* PROVIDED PASSAGE:
++++++
Nanotubes for stronger composites
By Debra Werner|October 2016
Long carbon molecules shown promise as binding material
Aerospace engineers at the Massachusetts Institute of Technology have shown that carbon nanotubes can act like nanoscopic stitches to bind layers of composite materials and prevent delamination.
The goal of the research is to address an Achilles heel of today’s aerospace composites.
“Nothing holds the composite layers together except polymer glue and there is no good technological fix,” explains Brian Wardle, an entrepreneur and an aeronautics and astronautics professor at MIT and director of its Nano-Engineered Composite aerospace Structures Consortium, a research group focused on creating new materials.
Conventional methods of stitching or weaving together layers of composite material can damage the fibers and reduce their ability to withstand impact. To find a better way, Wardle worked with MIT postdoctorate researcher Roberto de Guzman de Villoria and engineers from Sweden’s Saab AB to embed more than 10 billion carbon nanotubes in vertical alignment in each square centimeter of a glue-like polymer between composite layers. The carbon nanotubes, which are 1,000 times smaller than the composite fibers, poked into microscopic regions between carbon fibers in adjacent composite layers and acted like stitches to bind the layers.
To test the concept, the team grew a forest of carbon nanotubes and embedded them in a polymer contained in 16-layers of a composite laminate. When the researchers heated the flexible composite laminate, the polymer flowed from the pre-impregnated plies into the carbon nanotube forest. The researchers tested the material’s strength under a variety of conditions.
++++++
* DATA SEGMENT:
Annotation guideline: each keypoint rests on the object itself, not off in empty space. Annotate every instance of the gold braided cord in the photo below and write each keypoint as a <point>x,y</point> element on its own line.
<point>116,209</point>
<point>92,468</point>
++++++
* WORK TO COMPLETE:
• A. List every person named in the nanotube article.
• B. Reproduce the nanotube article word for word from "Nanotubes for stronger" to "and prevent delamination.".
The material has no connection to the nanotube article.

* RESPONSES FOR EACH TASK:
• A. Debra Werner, Brian Wardle, Roberto de Guzman de Villoria

• B.
Nanotubes for stronger composites
By Debra Werner|October 2016
Long carbon molecules shown promise as binding material
Aerospace engineers at the Massachusetts Institute of Technology have shown that carbon nanotubes can act like nanoscopic stitches to bind layers of composite materials and prevent delamination.